Stored data entries
######
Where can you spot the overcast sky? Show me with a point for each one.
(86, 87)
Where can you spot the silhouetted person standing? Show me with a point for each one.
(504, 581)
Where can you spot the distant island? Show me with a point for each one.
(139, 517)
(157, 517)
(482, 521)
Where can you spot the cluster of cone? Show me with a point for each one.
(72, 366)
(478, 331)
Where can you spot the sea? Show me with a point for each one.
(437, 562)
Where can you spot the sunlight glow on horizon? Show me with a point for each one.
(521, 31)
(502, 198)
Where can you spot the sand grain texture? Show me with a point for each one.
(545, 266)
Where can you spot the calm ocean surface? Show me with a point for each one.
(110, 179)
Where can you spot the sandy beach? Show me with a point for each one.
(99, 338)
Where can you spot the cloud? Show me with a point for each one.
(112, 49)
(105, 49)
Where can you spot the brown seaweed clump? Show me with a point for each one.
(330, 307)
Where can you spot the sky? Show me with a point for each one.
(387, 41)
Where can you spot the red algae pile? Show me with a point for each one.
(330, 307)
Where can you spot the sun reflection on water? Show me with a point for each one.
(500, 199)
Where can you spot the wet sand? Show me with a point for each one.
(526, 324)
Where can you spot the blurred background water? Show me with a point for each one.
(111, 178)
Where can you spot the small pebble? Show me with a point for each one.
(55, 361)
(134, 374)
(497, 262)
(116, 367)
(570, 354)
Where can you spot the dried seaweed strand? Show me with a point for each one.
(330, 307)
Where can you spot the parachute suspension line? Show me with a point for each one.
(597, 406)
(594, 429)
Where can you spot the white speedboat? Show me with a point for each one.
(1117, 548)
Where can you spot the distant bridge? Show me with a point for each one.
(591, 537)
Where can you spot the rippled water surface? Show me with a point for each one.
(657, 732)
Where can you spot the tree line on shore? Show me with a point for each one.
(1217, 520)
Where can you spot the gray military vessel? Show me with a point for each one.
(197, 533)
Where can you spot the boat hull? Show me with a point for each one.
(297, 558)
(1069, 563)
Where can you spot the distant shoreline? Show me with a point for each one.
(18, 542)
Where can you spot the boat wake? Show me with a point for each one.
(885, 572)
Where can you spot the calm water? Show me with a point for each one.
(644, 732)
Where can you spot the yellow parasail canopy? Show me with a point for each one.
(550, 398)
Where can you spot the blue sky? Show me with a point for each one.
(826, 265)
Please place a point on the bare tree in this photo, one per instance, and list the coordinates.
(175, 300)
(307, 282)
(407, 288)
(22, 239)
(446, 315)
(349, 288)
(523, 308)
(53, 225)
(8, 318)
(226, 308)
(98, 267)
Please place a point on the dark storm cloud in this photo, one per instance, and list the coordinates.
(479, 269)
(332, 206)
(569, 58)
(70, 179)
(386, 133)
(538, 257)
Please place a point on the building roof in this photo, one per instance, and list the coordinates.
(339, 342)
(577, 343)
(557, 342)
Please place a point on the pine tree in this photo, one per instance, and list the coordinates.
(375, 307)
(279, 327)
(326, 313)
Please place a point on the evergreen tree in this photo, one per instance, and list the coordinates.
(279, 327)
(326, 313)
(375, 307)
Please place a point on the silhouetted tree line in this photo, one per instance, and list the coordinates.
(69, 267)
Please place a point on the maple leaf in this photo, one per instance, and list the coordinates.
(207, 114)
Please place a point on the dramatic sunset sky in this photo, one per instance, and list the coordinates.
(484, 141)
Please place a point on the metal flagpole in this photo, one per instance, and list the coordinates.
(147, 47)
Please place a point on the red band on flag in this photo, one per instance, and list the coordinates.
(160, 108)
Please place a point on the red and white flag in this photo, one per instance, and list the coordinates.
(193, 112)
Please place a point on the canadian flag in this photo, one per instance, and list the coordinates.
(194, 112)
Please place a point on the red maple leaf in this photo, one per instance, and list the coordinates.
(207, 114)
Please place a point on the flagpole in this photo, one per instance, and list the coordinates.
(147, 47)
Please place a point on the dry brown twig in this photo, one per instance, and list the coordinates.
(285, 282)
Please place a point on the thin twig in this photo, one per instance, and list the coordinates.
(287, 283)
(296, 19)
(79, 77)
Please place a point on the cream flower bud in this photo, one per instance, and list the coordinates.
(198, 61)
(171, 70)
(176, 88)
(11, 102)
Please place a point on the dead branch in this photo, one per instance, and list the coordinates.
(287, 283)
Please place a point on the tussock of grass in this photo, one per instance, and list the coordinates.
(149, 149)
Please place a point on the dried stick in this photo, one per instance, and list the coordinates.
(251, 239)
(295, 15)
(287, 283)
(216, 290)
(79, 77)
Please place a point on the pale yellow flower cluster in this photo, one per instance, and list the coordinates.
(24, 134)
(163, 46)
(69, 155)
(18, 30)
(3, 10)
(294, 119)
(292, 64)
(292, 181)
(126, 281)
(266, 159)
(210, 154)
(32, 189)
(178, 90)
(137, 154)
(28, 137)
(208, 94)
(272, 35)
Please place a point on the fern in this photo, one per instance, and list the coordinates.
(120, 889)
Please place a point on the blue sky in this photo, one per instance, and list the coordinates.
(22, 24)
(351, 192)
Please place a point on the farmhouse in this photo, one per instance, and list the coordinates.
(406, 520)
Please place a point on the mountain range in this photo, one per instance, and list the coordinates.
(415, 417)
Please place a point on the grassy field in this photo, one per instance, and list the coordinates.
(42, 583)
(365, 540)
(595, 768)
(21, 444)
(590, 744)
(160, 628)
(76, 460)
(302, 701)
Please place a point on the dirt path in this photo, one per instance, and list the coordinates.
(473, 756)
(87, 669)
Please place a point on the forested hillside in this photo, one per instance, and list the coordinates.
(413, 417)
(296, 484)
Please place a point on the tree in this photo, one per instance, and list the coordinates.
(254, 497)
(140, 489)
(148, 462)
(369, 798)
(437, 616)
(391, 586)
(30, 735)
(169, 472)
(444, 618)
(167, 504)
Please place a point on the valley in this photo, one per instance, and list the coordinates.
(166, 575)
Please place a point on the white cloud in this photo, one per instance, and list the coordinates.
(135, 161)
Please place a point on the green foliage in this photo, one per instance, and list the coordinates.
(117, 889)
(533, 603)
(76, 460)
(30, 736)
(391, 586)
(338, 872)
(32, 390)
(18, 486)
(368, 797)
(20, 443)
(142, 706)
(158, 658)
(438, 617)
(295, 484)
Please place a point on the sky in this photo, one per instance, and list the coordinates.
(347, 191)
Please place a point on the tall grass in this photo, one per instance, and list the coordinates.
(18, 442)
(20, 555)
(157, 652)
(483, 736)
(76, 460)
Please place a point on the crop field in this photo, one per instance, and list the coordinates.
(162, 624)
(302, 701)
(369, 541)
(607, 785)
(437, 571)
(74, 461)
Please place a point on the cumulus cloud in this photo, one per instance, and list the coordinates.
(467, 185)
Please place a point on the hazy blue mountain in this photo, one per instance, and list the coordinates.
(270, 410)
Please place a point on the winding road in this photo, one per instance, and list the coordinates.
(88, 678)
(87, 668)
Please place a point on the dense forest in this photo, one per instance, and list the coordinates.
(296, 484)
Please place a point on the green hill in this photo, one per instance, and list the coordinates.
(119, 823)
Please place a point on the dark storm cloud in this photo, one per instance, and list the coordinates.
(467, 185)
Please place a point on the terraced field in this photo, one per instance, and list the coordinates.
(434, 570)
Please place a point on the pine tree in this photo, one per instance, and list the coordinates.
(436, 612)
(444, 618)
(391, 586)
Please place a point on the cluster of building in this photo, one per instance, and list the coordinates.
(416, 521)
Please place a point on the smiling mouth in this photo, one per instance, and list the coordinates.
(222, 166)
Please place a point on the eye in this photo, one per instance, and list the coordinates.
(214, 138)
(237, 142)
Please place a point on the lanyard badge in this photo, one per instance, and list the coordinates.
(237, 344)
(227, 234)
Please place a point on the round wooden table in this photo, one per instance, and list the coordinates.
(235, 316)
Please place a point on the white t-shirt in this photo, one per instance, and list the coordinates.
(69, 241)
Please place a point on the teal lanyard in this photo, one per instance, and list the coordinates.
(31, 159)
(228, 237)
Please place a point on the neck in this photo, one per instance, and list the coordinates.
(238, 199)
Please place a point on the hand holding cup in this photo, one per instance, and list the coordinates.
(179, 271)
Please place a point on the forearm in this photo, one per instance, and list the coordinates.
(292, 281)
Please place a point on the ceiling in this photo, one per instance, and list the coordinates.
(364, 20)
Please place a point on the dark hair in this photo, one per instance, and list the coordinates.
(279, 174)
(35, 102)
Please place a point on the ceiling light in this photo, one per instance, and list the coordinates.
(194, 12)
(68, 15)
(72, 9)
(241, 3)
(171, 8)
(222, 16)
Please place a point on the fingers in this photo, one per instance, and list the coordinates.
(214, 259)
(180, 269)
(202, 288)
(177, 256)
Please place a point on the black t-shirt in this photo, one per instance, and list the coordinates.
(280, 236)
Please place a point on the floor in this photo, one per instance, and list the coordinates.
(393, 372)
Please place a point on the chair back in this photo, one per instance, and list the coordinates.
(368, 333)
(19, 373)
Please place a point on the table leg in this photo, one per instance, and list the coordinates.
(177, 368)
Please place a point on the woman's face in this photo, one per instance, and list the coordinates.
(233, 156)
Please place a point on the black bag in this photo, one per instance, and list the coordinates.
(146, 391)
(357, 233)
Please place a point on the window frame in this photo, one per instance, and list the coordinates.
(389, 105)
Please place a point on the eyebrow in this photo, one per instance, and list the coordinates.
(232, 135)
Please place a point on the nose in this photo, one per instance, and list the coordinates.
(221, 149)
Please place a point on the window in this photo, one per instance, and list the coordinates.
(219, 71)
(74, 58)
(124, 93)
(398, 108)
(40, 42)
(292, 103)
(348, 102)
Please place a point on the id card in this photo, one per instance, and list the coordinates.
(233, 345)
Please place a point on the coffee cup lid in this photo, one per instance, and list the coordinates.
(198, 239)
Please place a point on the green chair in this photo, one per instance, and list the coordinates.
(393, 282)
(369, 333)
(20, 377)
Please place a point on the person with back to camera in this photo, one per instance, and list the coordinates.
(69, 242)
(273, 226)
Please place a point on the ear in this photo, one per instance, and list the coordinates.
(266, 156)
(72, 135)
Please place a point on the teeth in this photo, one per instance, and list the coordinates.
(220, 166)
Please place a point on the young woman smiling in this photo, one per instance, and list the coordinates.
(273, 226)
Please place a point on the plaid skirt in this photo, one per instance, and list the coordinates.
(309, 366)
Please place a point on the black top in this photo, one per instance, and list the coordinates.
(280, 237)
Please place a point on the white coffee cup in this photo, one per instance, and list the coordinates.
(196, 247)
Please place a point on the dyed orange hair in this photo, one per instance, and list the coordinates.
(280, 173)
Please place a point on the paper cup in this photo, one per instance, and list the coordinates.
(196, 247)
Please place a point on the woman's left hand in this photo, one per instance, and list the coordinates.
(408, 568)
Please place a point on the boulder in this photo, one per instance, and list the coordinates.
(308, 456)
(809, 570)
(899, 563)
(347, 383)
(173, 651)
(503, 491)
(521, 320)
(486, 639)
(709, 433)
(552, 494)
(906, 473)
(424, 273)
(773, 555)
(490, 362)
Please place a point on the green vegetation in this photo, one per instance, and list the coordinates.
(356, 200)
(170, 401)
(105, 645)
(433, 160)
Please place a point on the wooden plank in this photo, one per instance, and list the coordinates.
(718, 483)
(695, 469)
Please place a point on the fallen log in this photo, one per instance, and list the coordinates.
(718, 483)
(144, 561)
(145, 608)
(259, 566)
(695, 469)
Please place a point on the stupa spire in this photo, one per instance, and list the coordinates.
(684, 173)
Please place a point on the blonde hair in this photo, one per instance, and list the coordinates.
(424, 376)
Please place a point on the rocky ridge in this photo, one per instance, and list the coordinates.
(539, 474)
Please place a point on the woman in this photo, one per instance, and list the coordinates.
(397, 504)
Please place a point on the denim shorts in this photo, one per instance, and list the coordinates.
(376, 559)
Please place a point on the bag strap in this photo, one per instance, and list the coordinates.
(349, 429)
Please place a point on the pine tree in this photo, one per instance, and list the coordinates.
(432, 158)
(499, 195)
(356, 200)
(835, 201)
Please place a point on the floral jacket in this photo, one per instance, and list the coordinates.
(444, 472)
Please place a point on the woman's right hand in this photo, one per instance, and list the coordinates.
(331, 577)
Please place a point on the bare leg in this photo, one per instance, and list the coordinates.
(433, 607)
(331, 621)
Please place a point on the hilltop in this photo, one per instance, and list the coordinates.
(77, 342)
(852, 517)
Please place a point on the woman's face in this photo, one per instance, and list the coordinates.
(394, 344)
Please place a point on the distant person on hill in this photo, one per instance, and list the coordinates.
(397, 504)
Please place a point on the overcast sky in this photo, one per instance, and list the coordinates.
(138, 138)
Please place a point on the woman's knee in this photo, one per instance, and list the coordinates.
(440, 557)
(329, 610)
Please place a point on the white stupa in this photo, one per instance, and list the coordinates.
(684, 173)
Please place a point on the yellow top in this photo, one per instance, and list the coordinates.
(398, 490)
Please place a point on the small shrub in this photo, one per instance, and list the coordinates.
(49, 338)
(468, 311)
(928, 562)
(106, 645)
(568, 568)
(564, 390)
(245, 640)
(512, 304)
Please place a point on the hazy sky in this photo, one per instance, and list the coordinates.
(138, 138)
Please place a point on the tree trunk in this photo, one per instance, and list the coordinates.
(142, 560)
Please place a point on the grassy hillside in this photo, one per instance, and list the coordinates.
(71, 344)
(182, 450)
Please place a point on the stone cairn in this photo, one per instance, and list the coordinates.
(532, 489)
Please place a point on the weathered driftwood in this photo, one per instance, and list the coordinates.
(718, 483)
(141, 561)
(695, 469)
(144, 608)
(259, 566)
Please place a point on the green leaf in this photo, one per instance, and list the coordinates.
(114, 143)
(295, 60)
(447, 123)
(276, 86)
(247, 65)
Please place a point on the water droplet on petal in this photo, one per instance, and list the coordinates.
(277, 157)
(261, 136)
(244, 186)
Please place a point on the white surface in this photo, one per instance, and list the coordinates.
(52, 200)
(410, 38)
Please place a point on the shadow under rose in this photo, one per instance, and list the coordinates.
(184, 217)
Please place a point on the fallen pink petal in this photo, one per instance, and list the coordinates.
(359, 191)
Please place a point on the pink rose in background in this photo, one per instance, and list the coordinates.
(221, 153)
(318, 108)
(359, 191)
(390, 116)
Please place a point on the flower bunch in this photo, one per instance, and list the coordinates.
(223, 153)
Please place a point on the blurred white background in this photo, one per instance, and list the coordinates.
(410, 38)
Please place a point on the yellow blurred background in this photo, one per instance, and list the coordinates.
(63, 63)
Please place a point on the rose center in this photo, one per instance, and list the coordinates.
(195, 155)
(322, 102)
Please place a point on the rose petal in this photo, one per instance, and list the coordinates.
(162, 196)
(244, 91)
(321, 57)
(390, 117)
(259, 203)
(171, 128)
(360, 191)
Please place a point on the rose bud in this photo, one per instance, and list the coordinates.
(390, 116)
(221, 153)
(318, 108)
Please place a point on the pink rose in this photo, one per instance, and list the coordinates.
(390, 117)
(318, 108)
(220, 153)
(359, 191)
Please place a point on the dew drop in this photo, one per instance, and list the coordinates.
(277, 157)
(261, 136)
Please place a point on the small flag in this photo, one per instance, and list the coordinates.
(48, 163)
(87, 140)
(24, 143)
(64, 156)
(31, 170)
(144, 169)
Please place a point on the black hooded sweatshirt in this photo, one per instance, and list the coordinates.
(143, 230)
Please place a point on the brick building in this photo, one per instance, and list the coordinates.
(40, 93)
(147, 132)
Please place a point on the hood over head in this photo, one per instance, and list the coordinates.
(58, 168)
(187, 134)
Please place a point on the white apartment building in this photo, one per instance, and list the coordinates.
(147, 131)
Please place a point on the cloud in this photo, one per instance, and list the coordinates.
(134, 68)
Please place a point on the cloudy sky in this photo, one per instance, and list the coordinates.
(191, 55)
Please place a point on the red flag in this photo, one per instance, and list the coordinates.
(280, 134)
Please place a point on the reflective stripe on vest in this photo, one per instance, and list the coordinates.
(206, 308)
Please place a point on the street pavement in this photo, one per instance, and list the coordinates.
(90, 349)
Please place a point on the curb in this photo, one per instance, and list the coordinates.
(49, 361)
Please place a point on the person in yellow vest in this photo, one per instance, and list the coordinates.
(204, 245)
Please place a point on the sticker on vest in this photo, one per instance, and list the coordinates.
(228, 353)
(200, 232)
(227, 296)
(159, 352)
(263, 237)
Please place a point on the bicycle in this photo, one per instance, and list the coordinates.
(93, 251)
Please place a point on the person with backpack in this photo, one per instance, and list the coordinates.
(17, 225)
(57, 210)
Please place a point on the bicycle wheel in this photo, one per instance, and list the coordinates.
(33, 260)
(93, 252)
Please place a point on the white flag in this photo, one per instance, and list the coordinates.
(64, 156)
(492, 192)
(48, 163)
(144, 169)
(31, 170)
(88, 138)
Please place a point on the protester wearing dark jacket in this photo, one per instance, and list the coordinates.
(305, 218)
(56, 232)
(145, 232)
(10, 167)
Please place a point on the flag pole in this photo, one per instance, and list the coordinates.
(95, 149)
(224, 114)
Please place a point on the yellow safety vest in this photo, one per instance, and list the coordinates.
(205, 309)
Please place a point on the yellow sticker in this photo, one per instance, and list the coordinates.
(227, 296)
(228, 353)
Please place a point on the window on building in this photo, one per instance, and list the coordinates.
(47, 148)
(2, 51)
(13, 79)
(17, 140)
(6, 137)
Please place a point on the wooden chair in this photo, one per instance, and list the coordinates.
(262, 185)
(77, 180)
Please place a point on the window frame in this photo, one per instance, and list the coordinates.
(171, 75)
######
Output exactly, and only, the lines running from the one that contains "Please place a point on the bicycle wheel" through the last line of the entries above.

Please place a point on the bicycle wheel in this photo, one per instance, and list the coordinates.
(33, 260)
(93, 252)
Please place a point on the white flag in this photo, one per instance, and list the coordinates.
(64, 156)
(492, 192)
(48, 163)
(144, 169)
(31, 170)
(88, 138)
Please place a point on the protester wearing dark jacket in this photo, one per instance, and list the coordinates.
(305, 218)
(56, 232)
(145, 232)
(10, 167)
Please place a point on the flag pole in this photo, one per instance, and list the coordinates.
(95, 149)
(224, 114)
Please place a point on the yellow safety vest in this photo, one per instance, and list the coordinates.
(205, 309)
Please place a point on the yellow sticker in this photo, one per instance, and list the coordinates.
(227, 296)
(228, 353)
Please place a point on the window on building in this photo, one per instance, and list the coordinates.
(47, 148)
(2, 51)
(13, 79)
(17, 140)
(6, 137)
Please place a point on the wooden chair in this photo, one per instance, and list the coordinates.
(262, 185)
(77, 180)
Please place a point on the window frame in this photo, one per instance, and list the coordinates.
(171, 75)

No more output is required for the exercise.